▶ INFORMATION PROVIDED:
◆ ◆ ◆ ◆

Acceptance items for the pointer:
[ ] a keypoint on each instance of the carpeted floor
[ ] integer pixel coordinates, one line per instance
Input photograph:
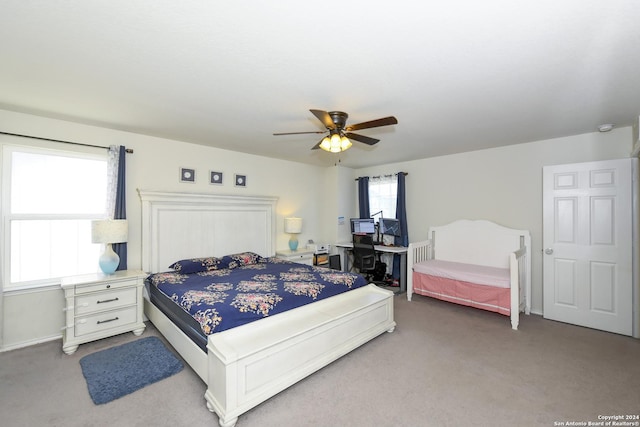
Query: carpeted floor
(445, 365)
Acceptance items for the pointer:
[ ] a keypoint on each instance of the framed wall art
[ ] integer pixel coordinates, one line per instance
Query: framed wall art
(240, 180)
(187, 175)
(216, 177)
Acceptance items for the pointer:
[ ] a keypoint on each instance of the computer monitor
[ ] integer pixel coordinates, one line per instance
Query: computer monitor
(390, 227)
(363, 225)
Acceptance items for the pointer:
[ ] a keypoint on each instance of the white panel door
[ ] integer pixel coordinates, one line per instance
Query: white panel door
(587, 244)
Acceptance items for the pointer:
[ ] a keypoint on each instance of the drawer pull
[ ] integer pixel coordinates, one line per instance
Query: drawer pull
(107, 321)
(107, 300)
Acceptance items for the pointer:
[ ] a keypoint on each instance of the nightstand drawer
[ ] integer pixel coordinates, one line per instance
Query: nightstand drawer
(100, 301)
(104, 286)
(102, 321)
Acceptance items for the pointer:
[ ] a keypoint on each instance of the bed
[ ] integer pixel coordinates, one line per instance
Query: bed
(242, 366)
(476, 263)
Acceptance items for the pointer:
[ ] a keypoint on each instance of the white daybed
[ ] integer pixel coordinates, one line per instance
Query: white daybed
(246, 365)
(476, 263)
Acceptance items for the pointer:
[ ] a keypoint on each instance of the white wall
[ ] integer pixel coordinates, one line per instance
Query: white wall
(154, 165)
(503, 185)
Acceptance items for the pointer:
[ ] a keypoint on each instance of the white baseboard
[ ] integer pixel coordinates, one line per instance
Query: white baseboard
(30, 343)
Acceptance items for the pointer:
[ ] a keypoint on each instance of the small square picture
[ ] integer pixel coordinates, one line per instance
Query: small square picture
(215, 177)
(241, 180)
(187, 175)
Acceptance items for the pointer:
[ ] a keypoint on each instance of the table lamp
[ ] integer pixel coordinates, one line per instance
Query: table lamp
(293, 226)
(109, 231)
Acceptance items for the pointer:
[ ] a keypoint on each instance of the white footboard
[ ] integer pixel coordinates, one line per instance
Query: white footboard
(480, 242)
(251, 363)
(418, 251)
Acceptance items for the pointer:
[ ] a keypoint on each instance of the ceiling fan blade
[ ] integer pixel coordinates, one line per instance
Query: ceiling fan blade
(325, 118)
(298, 133)
(385, 121)
(361, 138)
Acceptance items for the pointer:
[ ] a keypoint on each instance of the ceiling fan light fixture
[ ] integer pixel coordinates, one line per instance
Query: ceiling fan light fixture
(345, 144)
(326, 144)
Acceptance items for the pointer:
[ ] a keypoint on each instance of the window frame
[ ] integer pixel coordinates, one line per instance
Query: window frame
(6, 152)
(385, 179)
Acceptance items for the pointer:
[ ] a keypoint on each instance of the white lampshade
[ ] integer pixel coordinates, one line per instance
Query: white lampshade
(109, 231)
(293, 225)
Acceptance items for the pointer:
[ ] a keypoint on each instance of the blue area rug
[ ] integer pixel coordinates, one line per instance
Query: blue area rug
(121, 370)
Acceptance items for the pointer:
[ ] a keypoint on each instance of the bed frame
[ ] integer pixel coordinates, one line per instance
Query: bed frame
(480, 242)
(245, 366)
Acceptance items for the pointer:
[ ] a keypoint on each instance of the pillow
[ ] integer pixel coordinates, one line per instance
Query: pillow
(197, 265)
(242, 258)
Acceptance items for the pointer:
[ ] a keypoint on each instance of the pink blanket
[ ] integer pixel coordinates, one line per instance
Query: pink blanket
(478, 274)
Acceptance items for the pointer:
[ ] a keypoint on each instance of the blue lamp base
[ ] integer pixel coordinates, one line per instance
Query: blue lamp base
(293, 243)
(109, 260)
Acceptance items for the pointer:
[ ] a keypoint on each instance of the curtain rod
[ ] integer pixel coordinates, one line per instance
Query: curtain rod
(128, 150)
(403, 173)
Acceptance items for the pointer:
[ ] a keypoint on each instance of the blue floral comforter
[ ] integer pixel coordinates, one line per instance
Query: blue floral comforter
(222, 293)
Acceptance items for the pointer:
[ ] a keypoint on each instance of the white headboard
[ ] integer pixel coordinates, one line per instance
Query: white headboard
(176, 226)
(478, 242)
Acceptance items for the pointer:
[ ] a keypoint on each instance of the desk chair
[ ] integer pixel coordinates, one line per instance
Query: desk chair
(365, 259)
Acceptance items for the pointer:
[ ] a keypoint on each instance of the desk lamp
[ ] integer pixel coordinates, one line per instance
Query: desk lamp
(293, 226)
(109, 231)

◆ ◆ ◆ ◆

▶ THE TASK: Give back, unaltered, each line of the listing from the first to the line that contains "[ ] a keypoint on each instance of the nightstand", leaving every picture out.

▶ EXPECTED ANSWER:
Acceptance items for the pointer:
[ ] a keypoint on each instance of the carpeted floor
[ ] integer pixel coordinates, one line per instance
Input photograph:
Query: carpeted floor
(445, 365)
Acceptance items for the pointer:
[ ] a keypoint on each instance of the framed wall art
[ ] integer pixel coordinates, one line per instance
Query: framed wall art
(240, 180)
(187, 175)
(216, 177)
Acceptance items for the pointer:
[ ] a keypoint on each instance of the computer monitor
[ ] integer pixel coordinates, one line per instance
Query: computer monitor
(390, 227)
(363, 225)
Acceptance items for the pointer:
[ ] a keypoint on each instance of the white panel door
[ ] integer pixel coordinates, one line per instance
Query: white panel door
(587, 244)
Acceptance items for the pointer:
[ ] a keypoint on each instance of the drawer pull
[ ] integer pixel coordinates, one line per instance
Query: drawer pull
(107, 321)
(107, 300)
Acceptance items for the pointer:
[ ] a keypoint on each instance of the nightstand drawer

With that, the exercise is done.